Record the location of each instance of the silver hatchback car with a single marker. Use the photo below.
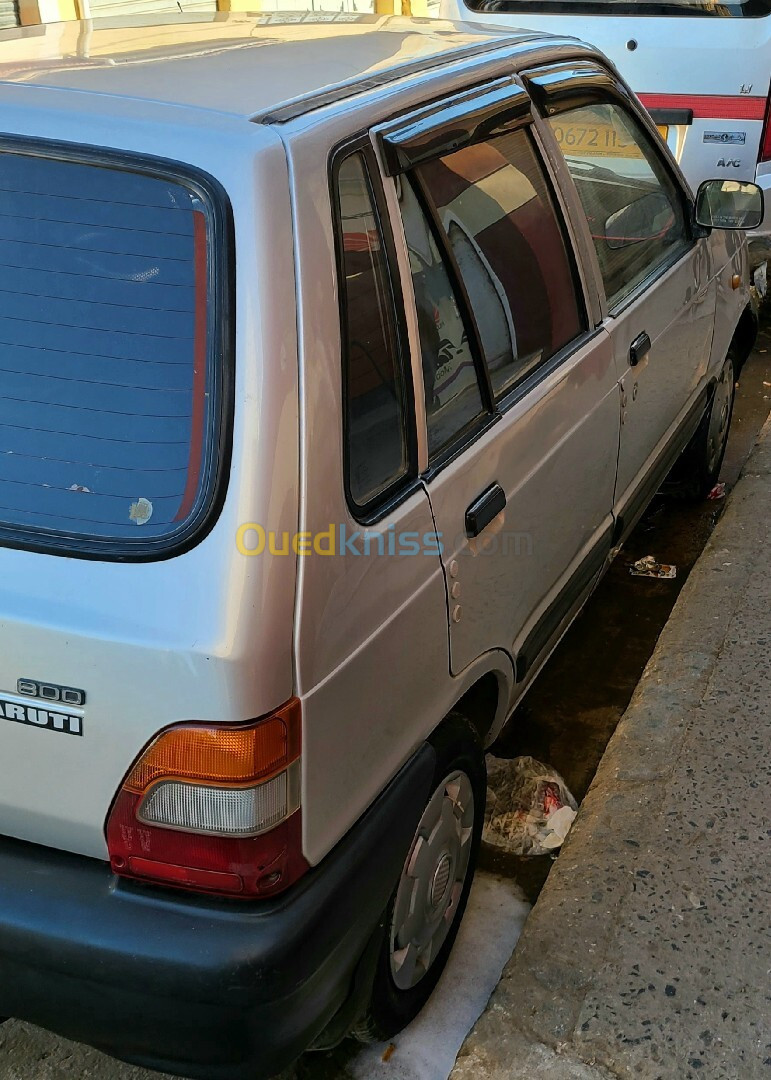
(339, 355)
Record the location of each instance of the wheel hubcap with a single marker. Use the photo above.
(719, 416)
(432, 880)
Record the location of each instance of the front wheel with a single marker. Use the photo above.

• **Your task**
Copy the data word for word, from the line containing "Record the location of each instance of the wheel" through the end of the data.

• **Output of the exercise**
Record the location of each instance of the wheel hubcap with a single marker. Use the photo above.
(719, 416)
(432, 880)
Record the location of each instance of the front wheel with a single marker. Use the photo above.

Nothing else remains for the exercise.